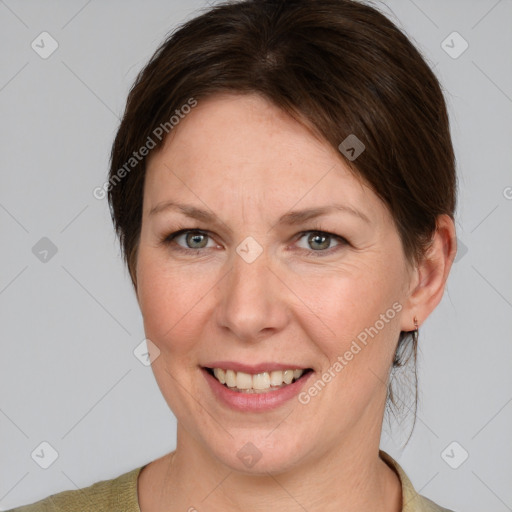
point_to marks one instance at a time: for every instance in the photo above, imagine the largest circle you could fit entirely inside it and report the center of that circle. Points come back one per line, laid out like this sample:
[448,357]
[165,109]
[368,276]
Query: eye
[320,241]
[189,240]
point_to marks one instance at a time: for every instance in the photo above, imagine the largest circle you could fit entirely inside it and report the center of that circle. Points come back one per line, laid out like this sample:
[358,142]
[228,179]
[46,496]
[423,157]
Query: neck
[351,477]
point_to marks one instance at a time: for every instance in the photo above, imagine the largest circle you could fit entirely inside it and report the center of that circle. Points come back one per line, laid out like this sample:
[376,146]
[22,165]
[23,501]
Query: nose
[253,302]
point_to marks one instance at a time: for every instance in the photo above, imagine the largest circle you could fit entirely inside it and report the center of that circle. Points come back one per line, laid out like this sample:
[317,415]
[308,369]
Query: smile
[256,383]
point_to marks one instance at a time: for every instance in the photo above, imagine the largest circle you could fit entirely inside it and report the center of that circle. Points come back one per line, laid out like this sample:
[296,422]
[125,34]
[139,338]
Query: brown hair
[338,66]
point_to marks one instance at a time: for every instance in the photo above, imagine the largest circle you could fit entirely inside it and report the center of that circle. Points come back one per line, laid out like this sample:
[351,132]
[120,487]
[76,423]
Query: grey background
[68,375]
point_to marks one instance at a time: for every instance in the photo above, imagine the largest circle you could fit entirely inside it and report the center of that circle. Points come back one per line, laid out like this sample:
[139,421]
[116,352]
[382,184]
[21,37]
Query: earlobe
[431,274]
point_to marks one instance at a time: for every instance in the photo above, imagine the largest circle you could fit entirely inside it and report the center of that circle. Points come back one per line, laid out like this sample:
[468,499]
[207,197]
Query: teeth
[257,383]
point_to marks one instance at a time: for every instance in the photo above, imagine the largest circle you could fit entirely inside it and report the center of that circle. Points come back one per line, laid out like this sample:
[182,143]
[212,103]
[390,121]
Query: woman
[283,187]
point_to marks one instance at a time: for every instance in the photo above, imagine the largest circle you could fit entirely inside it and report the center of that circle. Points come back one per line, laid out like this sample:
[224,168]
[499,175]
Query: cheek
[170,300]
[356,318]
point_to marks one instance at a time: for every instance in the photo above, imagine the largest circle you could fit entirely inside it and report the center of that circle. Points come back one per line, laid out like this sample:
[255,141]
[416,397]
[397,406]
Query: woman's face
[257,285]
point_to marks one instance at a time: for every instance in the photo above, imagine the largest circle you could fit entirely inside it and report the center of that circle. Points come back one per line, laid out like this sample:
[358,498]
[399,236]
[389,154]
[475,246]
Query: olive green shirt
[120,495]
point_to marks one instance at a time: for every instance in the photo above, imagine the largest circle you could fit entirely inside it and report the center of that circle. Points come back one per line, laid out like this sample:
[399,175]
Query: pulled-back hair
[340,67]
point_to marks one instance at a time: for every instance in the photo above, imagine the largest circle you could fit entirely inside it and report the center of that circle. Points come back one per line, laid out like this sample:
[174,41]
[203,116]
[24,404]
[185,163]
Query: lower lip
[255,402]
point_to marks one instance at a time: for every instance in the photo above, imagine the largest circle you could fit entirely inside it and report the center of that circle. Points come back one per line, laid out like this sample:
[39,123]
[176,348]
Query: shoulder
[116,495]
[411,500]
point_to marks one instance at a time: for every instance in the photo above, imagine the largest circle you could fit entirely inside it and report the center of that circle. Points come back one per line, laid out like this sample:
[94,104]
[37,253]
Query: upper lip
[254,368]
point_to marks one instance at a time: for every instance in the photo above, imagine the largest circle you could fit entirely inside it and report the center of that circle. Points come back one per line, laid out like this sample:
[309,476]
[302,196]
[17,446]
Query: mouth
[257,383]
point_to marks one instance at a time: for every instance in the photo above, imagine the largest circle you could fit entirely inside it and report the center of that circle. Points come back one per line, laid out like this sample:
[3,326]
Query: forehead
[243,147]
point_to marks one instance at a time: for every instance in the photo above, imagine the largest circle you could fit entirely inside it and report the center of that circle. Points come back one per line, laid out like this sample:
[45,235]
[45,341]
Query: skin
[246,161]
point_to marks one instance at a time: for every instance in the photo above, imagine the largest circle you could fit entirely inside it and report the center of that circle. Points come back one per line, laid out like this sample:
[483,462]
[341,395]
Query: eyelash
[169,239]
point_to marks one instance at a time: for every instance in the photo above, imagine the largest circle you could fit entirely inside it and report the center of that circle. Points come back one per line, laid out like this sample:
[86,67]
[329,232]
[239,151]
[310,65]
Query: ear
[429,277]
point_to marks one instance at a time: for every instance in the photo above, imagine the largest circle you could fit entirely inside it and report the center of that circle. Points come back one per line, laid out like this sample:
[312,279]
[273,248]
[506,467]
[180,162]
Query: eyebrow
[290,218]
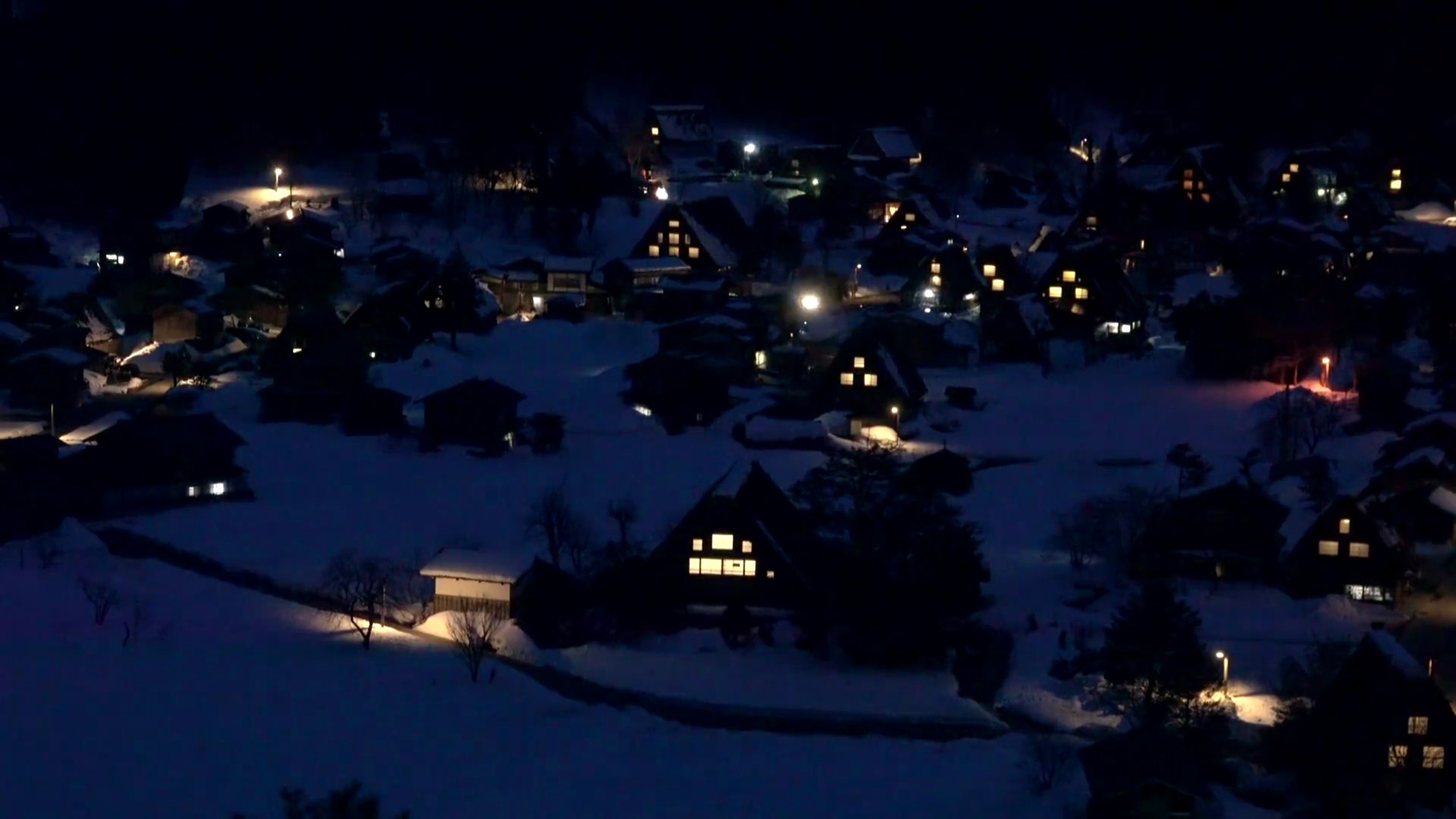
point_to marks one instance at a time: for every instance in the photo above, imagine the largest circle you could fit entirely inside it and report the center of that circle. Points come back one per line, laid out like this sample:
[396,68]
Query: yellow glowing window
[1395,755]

┄┄┄┄┄┄┄┄┄┄┄┄┄┄┄┄┄┄┄┄

All the records need to be repeated exactly, with the images dropped.

point_to marks one instance at a time: for every instance in the photo above, imagine the largest circle you could fit entirely inside it and report the center of that circle. Points come back one per line, laid out like this sample:
[448,357]
[165,109]
[368,276]
Query: eye
[320,241]
[189,240]
point_to marks one instance at a time: for every instance in the photo above, imagine the largest circle you could fit entirely inside it and report the center of that circle. Points come back one per line, laid out like this sample:
[358,142]
[228,179]
[46,496]
[423,157]
Query: neck
[351,477]
point_to marks one instance at a time: for every instance in the photo above, imagine the largest circle you could fit entirely inside it and report the center of that circle. Points come back one per line, laid out like this sample:
[376,146]
[22,165]
[23,501]
Query: nose
[253,302]
point_to marks one instance at a time: for every instance in the photo above, imagine the largest circle you could fit entirely inside it and report the center of that circle. Points come back one per line, laid out like this sample:
[317,415]
[308,369]
Query: smile
[256,383]
point_to marks one instance at a time: for every instance in the photo above, imagine the largest circle you could fit entirely inside it and report the center of that circle. Points come back one per line, laid out like this sample:
[296,422]
[125,34]
[139,338]
Query: brown hair
[338,66]
point_to marks one instance at a time: for every instance in the photo above, imagine the largest circle you could fit entirely inside it and report the center of that circle. Points come back one per line, laid out like this sample:
[351,132]
[120,487]
[76,423]
Query: grey background
[68,375]
point_to marks one instance at a time: for every instance in the photo above, imagine the largest circle you could fit entirely inside it and report the center of that circle. Points come back one per line, laid out like this sample:
[139,421]
[116,352]
[382,184]
[21,37]
Query: earlobe
[431,274]
point_to marks one instance at a time: for every instance in the photo above, imagine the largest circle you could fit entirely inside it and report the center of that circle. Points come back one per line, laid out like this sample:
[468,499]
[207,197]
Query: teeth
[257,383]
point_to marks one instance at a time: for every instance in the photo above, imagine the largest circle you could fit entirely inside it and report the center of that circle. Points come back one per line, laid out like this sample:
[182,143]
[212,103]
[390,121]
Query: woman
[283,187]
point_to marks one instance at a time: for every instance in the photo above, imagine the largest circle you could fit entirely inside it and report the center of that circle. Points come back one per line, laid out like this sample:
[224,168]
[499,175]
Query: cheek
[170,300]
[356,318]
point_to marks one instance at a time: for every instance in the photo above, imagine the largest circle you could fit entirely inside it and report the center of that circle. Points come back one per line, laid out like this sample:
[255,141]
[416,397]
[397,406]
Query: woman's face
[257,285]
point_to marks one instance at a time: for every instance in the photo above, imagine the largest circle you could fit entirely inside it and report the center of that circle. Points come back one per line, laid out like this sample:
[358,498]
[399,236]
[389,154]
[475,246]
Query: olive green shirt
[120,495]
point_to marks one instance at a time: for every instance in the photo above, imagine the largest circle you could fit entirely inside it and report the center of that circle. Points come back one per line, laid out like this sample:
[399,175]
Query: pulled-back hair
[340,67]
point_to marks one instance at a time: for every instance in the photo above, imagine the largest circle you could fit entirely inside it and report the center of that circle. Points come back one per line, laid out like this sample:
[174,41]
[203,116]
[24,404]
[185,163]
Query: lower lip
[255,402]
point_to marks one instance at a time: for every instance in the photo above, imagine the largest circle you could fit entirely inside it and report the center of that circle. Points come back one per line, laid out like this sample:
[39,123]
[176,348]
Query: shoulder
[116,495]
[411,500]
point_to marks one instance at a time: for every instance in the photo above, imagine the largest circle you could fit entirely inside it and report the center of that circle. Points come back one per line, laid out like this sample:
[94,104]
[37,253]
Query: upper lip
[254,368]
point_to marks one instance at a time: for every instance in the photo above, imagine the largest circle you could fit entirely inside it and report the center of that circle. Points come back one per line, laid out like this sample:
[309,476]
[302,196]
[17,446]
Query: mouth
[257,383]
point_to marks one instance at a time: for every instance in the photo above, imagine the largest circle you could fit entirely inside it and report the center of that circle. Points come back one per line, laid out like this sample:
[3,326]
Query: forehead
[243,147]
point_to marks one instance at a time: for every instance in the photo above, imagine the largest circle you could fit entirely inside it and report the center of that circle. Points come back one per line, laid out like this sample:
[45,235]
[45,341]
Query: skin
[246,161]
point_to marks one instance at a time: for every instance in the photo above, imagine the largest circle you could fit entirely inside it and report the center of that circle. Points come back one per line, laid out like this sample:
[483,462]
[341,395]
Query: eyelash
[169,239]
point_to marks one instance at a time: for every instance in the photo above, imagine the largest circle you could fit entirely inside it and report the center of that circle. Points come back one per line, laid out like this sample:
[86,67]
[329,232]
[239,151]
[310,65]
Query: ear
[429,277]
point_to marks one instance at a time: for every instance in the photo above, imagine the largest circle you could fit entirely inside it and report the center of that circle. Points come back one per line, laid out like this sample:
[312,279]
[273,248]
[506,467]
[180,162]
Query: eyebrow
[290,218]
point_to marks one instance at a time: for every instance in the photo above, imagine the largest circle you could fit entirely inside it and report the center of that circle. Points come back one per line, laid out like this sample:
[396,68]
Query: yellow glowing window
[1395,755]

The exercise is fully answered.